■ **WHAT TO PRODUCE**
Which lines in the items below contain the string "Target"? List each of those lines in full, counting only matches with the same capitalization.
-- Start SUPPLIED MATERIAL --
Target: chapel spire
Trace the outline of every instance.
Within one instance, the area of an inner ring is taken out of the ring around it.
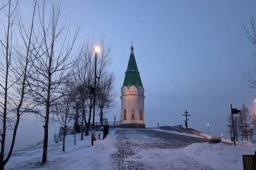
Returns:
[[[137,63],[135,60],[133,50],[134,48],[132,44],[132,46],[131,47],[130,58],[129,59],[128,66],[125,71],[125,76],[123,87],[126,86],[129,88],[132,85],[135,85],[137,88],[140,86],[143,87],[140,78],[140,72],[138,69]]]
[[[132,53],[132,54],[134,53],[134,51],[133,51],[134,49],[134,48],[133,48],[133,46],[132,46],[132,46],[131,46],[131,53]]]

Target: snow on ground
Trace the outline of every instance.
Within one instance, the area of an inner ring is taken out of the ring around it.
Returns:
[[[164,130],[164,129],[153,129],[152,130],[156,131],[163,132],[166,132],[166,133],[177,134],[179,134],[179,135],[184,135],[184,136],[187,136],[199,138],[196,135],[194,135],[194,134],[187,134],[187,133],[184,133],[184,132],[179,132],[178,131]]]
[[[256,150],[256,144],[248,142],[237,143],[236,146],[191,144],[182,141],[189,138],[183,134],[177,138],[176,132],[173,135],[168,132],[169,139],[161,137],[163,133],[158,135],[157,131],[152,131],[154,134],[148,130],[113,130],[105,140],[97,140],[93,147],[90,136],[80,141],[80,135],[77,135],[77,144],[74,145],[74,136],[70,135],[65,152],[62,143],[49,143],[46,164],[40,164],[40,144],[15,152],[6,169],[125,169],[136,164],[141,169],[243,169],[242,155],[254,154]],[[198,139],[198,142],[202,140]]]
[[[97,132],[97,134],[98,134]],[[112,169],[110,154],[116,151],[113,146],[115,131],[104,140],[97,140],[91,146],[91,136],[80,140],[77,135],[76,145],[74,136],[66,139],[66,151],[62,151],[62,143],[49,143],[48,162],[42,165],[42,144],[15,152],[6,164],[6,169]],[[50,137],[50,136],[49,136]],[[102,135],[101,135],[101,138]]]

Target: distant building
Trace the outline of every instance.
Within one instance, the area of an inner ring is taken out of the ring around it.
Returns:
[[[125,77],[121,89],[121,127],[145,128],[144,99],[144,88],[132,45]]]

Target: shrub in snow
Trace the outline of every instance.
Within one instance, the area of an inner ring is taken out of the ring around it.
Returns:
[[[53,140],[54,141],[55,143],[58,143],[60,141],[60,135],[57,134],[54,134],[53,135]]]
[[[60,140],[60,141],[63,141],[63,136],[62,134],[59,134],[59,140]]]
-- End SUPPLIED MATERIAL --
-- Start SUPPLIED MATERIAL --
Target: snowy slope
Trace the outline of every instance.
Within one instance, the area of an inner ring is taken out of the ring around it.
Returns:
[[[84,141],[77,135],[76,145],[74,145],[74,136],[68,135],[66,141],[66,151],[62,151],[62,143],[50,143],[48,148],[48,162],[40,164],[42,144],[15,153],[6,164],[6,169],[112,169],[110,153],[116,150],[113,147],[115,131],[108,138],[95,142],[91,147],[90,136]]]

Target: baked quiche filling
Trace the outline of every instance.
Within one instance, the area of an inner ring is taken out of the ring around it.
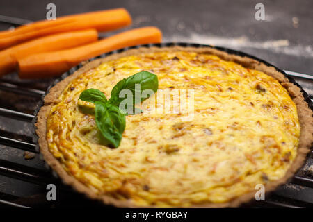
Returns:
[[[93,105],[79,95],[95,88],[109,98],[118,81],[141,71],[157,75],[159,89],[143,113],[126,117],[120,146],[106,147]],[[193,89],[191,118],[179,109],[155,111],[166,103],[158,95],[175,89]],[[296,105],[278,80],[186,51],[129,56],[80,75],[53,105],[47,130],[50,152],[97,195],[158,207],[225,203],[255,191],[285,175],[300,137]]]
-- End SUPPLIED MATERIAL --
■ **RESULT FOR THIS TASK**
Target: chapel spire
Target: snow on ground
Target: distant building
Target: shrub in snow
Target: snowy slope
Target: baked quiche filling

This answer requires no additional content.